BEGIN Material provided

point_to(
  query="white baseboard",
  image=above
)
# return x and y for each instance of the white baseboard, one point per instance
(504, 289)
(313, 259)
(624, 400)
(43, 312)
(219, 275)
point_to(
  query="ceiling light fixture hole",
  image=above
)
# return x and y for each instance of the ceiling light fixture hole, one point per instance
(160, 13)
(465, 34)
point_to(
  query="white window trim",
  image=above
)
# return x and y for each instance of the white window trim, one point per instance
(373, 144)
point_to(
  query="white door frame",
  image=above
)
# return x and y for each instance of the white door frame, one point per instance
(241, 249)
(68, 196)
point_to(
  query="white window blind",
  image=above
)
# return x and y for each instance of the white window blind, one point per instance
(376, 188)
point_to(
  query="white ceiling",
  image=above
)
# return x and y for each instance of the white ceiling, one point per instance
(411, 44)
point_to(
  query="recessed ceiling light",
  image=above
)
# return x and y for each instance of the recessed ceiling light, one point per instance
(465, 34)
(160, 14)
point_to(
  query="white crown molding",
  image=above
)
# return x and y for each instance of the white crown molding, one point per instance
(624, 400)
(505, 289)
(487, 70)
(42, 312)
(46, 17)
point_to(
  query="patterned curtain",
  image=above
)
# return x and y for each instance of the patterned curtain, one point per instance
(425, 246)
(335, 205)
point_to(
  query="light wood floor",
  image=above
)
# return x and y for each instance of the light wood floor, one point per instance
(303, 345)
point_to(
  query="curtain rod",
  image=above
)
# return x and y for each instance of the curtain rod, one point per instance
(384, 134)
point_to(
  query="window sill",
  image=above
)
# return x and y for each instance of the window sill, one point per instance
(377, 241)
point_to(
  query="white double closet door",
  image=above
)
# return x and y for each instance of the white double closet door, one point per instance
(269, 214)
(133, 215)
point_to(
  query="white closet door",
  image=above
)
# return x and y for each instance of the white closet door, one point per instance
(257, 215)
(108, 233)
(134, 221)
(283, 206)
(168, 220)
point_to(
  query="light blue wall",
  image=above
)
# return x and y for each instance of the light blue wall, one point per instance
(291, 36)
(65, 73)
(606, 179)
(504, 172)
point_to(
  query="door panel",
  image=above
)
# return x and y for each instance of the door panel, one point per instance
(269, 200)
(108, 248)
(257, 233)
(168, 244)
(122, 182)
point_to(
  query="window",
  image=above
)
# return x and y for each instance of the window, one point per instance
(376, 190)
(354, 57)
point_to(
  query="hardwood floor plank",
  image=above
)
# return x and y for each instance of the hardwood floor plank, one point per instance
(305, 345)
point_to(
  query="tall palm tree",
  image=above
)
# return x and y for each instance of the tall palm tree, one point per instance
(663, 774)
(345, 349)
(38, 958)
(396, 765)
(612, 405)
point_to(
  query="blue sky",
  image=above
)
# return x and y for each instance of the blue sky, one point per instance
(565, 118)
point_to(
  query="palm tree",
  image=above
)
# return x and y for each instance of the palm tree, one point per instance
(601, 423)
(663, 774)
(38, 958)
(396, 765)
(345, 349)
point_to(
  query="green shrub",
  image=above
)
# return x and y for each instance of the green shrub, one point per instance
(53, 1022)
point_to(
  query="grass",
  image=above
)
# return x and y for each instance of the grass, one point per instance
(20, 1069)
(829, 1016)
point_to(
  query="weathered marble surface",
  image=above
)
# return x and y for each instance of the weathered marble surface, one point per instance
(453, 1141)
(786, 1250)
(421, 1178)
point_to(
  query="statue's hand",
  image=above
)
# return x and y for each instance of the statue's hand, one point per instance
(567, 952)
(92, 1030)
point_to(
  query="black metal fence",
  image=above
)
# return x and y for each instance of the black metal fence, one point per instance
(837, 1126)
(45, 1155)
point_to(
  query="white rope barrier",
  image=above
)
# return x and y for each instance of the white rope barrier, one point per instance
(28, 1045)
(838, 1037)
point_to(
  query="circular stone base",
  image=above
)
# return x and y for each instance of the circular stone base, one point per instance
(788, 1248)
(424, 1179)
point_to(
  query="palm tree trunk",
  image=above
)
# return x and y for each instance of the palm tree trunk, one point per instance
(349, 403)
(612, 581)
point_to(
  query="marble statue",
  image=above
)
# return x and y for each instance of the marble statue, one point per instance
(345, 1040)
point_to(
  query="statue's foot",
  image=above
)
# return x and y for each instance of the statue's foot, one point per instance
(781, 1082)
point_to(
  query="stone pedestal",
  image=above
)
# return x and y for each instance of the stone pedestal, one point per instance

END Material provided

Line by line, write out the records above exactly.

Solution to this exercise =>
point_to(
  query="white baseboard",
  image=above
)
# return x and y for each instance of the white baseboard, one point per instance
(504, 289)
(313, 259)
(624, 400)
(43, 312)
(219, 275)
point_to(
  query="ceiling light fixture hole",
  image=above
)
# return x and y for each instance of the ceiling light fixture hole, one point per instance
(160, 13)
(465, 34)
point_to(
  query="white window trim",
  image=above
)
# return x and y for each instance of the white window trim, one point per instance
(373, 144)
point_to(
  query="white door frame",
  image=above
)
# return x and y for each instance of the white door frame, one point per instance
(241, 249)
(68, 196)
point_to(
  query="white window blind",
  image=above
)
# return x and y for each instance of the white window blind, one point per instance
(376, 188)
point_to(
  query="white ceiling",
  image=above
)
# return x and y for each instance of the white ceiling, one point per instance
(411, 44)
point_to(
  query="recessed ceiling light",
  image=above
)
# return x and y for each instance of the recessed ceiling light, one point per instance
(465, 34)
(160, 14)
point_to(
  query="white crown molding",
  image=above
)
# return x and y for each instance of the white crown molding, one point per instance
(624, 400)
(505, 289)
(487, 70)
(42, 312)
(46, 17)
point_to(
  query="patterned curtain",
  image=above
)
# return x and y for each instance of the patterned curtain, one point per instance
(425, 246)
(335, 205)
point_to(
  query="light wood floor",
  image=above
)
# return x and y for each instance of the light wood floor, one point per instance
(303, 345)
point_to(
  query="curtain rod",
  image=above
)
# return x and y for each instance of the curtain rod, one point per instance
(384, 134)
point_to(
  query="window sill",
  image=above
)
# return x and y for each instance of the window sill, one point per instance
(377, 241)
point_to(
  query="white double closet door",
  image=above
)
# return x and y for each instance of the white double closet door, one point per instance
(269, 214)
(133, 215)
point_to(
  query="white closet door",
  image=above
)
# return x and y for each instance of the white closet door, one point per instance
(257, 215)
(108, 233)
(134, 221)
(283, 206)
(168, 220)
point_to(
  query="light blue wall",
  image=above
)
# return x and y for each instance of the light blue wall, one point per instance
(291, 36)
(65, 73)
(606, 179)
(504, 172)
point_to(
  query="door panel",
  image=above
)
# return x and y for each instance of the door panel, one point per instance
(269, 200)
(108, 248)
(257, 233)
(168, 244)
(122, 182)
point_to(
  query="window",
  image=above
)
# return x and y for each instance of the window, one point per instance
(376, 190)
(354, 57)
point_to(
  query="hardwood floor plank",
  image=above
)
# return x and y for each instance of the hardwood floor plank, one point per instance
(305, 345)
point_to(
  query="tall palm tree",
  image=above
)
# return x and y for each instance of the tall palm tree, one point per instance
(663, 774)
(345, 349)
(38, 958)
(396, 765)
(612, 405)
point_to(
  query="blue sky",
  image=above
)
# return x and y for each instance of the blue sky, one point per instance
(565, 118)
point_to(
  query="palm tree",
  image=above
)
# return x and y for each instance of the palm tree, one point per instance
(601, 423)
(663, 774)
(38, 958)
(396, 765)
(345, 349)
point_to(
  query="green shrub",
  image=above
)
# return x and y for each instance of the green shrub, one point per instance
(53, 1022)
point_to(
  query="grass",
  image=above
)
# return x and y for each instance of the grass, one point per instance
(20, 1069)
(829, 1016)
point_to(
  query="weathered marble surface",
  image=above
)
# return x and y for each instance of the weathered marble surface, one point per instance
(453, 1141)
(786, 1250)
(421, 1178)
point_to(
  query="statue's hand",
  image=above
)
# return x and y for each instance of the statue's hand, one point per instance
(567, 952)
(92, 1030)
point_to(
  query="black metal fence",
  image=above
)
# return x and y for each instance of the black metal fence, one point per instance
(837, 1126)
(45, 1155)
point_to(
  query="white rope barrier",
  image=above
)
# return x and y for each instance of the white rope barrier, one point per instance
(28, 1045)
(838, 1037)
point_to(
  query="circular stone base",
  image=above
)
# return x and y for each instance of the circular stone base, one point per instance
(788, 1248)
(424, 1179)
point_to(
  query="palm tree trunk",
  image=above
)
# return x and y for each instance of the palm tree trunk, one point per instance
(349, 403)
(612, 581)
point_to(
  query="marble statue",
  image=above
)
# return x and y for each instance of the marble statue, one point per instance
(345, 1040)
point_to(
  query="statue's foot",
  image=above
)
# return x and y for each instance of the statue's foot, one point per instance
(781, 1082)
point_to(
  query="stone pedestal",
  image=above
)
# return x and y for each instance of the stone pedestal, one point per instance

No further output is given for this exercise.